● WHAT NEEDS TO BE DONE: Collect every line in the records that contains the string "front", and copy each one unchanged.

● SOURCE RECORDS:
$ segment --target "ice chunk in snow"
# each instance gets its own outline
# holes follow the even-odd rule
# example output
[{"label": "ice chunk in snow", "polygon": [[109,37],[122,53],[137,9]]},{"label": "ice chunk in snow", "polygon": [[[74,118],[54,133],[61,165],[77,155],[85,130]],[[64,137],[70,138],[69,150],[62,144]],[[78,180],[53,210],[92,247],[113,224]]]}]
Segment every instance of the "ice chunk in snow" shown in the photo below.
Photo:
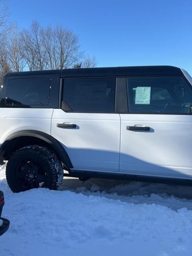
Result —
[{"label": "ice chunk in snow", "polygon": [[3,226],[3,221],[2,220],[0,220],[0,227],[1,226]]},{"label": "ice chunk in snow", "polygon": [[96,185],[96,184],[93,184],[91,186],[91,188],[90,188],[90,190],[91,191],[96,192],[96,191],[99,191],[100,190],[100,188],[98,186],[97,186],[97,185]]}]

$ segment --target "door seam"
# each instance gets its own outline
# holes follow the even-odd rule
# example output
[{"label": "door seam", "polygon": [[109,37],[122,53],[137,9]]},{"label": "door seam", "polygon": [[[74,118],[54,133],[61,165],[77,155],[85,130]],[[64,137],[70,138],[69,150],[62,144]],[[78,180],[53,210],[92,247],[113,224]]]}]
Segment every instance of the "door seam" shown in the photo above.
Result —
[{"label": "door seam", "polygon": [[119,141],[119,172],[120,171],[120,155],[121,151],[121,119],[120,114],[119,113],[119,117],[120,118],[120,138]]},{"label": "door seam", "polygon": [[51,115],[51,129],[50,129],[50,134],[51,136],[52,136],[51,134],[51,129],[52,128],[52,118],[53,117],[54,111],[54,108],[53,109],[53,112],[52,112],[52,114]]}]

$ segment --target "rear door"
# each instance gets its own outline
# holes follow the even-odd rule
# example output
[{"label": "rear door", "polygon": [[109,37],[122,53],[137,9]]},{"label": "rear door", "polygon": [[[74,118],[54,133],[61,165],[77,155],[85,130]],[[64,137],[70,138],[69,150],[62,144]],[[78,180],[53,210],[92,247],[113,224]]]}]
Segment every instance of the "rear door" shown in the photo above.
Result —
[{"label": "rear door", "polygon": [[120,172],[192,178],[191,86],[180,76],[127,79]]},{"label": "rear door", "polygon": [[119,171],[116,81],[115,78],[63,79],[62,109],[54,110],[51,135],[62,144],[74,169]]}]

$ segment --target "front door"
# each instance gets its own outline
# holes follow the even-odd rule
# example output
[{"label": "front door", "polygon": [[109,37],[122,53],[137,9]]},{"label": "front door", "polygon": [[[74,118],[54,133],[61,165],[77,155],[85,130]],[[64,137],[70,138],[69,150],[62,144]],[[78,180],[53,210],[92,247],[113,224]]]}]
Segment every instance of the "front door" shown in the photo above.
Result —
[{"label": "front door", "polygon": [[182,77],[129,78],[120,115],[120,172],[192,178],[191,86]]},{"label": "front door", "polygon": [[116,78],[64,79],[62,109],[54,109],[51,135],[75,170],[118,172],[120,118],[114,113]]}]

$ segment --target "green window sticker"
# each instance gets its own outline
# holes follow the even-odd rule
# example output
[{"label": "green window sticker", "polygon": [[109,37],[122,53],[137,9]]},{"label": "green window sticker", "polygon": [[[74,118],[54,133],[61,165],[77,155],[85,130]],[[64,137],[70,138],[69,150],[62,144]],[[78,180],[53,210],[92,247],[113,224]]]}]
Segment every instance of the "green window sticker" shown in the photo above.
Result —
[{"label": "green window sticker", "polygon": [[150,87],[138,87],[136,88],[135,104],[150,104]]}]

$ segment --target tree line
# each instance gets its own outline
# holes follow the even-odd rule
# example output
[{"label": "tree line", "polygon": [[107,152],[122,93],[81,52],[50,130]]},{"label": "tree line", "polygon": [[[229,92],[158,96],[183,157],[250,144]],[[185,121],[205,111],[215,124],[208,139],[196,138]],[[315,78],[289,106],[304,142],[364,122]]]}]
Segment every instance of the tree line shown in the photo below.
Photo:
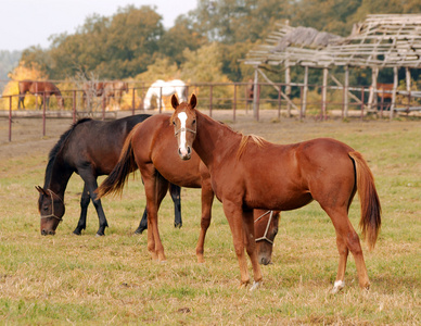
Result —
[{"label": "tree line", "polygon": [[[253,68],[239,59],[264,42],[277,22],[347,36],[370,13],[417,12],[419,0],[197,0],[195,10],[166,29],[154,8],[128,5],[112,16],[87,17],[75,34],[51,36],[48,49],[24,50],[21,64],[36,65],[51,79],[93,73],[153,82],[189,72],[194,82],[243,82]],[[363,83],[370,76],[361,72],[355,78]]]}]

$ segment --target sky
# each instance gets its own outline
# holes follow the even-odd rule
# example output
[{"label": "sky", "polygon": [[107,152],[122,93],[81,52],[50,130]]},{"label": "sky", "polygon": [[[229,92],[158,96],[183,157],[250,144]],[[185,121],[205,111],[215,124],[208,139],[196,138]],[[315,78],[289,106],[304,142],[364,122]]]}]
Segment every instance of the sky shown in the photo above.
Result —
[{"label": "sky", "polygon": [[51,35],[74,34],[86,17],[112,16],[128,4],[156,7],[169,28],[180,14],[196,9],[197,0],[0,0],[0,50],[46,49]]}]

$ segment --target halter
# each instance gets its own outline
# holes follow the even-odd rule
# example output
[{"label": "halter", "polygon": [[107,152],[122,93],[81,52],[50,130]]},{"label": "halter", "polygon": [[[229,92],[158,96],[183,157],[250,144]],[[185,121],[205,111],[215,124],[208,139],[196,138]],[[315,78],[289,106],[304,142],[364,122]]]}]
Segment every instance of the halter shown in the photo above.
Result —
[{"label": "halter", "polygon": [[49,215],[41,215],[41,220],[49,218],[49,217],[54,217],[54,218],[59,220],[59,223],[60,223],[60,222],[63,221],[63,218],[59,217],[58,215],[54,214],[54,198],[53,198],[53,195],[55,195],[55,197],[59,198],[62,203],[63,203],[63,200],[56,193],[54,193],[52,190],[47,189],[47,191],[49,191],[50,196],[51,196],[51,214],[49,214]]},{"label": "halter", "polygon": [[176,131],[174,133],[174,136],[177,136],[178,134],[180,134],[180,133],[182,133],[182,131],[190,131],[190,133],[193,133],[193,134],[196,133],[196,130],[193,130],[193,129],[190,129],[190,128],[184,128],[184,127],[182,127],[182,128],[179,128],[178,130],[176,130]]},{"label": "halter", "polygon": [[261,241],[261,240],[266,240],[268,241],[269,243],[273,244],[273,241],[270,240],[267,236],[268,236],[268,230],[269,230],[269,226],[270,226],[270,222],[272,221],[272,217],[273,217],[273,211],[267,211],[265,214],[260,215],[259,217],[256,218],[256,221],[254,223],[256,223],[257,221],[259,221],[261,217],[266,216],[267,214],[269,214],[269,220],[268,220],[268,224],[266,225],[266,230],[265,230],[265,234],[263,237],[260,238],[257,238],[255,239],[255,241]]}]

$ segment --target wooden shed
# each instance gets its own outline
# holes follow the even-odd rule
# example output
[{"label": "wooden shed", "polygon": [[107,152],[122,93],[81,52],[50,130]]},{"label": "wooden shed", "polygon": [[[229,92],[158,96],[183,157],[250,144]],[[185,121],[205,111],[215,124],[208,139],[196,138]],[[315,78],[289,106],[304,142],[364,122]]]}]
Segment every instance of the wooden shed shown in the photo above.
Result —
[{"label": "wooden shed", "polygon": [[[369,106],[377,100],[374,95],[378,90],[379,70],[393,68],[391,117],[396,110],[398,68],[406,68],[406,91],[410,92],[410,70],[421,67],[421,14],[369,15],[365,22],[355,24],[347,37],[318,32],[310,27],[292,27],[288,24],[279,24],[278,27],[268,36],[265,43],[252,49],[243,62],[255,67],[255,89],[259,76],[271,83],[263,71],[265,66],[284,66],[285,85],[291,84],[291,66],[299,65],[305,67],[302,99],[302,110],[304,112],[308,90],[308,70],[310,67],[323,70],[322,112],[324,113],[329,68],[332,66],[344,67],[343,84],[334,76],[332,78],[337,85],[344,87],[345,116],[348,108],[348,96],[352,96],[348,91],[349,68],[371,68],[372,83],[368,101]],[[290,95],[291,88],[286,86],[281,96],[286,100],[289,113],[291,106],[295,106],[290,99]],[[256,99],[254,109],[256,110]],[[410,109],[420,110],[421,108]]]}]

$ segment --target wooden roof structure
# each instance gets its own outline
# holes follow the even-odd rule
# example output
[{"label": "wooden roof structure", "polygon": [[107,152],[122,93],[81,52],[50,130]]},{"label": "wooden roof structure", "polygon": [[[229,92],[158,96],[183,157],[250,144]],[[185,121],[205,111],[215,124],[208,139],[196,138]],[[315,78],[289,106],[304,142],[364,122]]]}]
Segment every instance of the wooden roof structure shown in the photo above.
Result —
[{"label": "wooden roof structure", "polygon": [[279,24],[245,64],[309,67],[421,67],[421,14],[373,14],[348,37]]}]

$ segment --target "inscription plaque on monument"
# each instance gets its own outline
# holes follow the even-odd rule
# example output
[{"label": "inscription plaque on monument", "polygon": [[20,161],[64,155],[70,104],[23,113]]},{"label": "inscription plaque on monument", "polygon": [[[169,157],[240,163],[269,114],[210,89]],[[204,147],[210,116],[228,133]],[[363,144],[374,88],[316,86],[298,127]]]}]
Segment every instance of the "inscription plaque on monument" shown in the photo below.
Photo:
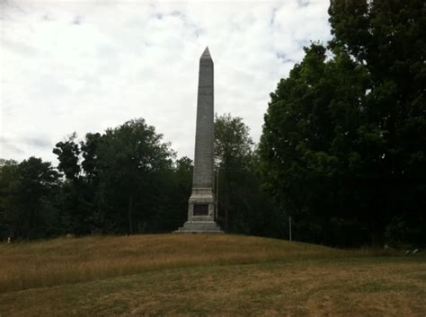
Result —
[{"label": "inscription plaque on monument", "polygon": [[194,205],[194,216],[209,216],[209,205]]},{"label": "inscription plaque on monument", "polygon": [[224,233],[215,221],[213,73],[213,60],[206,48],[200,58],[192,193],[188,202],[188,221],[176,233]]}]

● ANSWER:
$ segment --target "front door"
[{"label": "front door", "polygon": [[109,37],[122,53],[137,9]]},{"label": "front door", "polygon": [[[74,118],[54,133],[61,165],[77,155],[85,130]],[[64,137],[70,138],[69,150],[62,144]],[[78,180],[53,210],[92,247],[113,224]]]}]
Segment every instance of the "front door" shown in the photo above.
[{"label": "front door", "polygon": [[182,77],[129,78],[120,115],[120,172],[192,178],[191,86]]},{"label": "front door", "polygon": [[116,78],[64,79],[62,109],[54,109],[51,135],[75,170],[118,172],[120,118],[114,113]]}]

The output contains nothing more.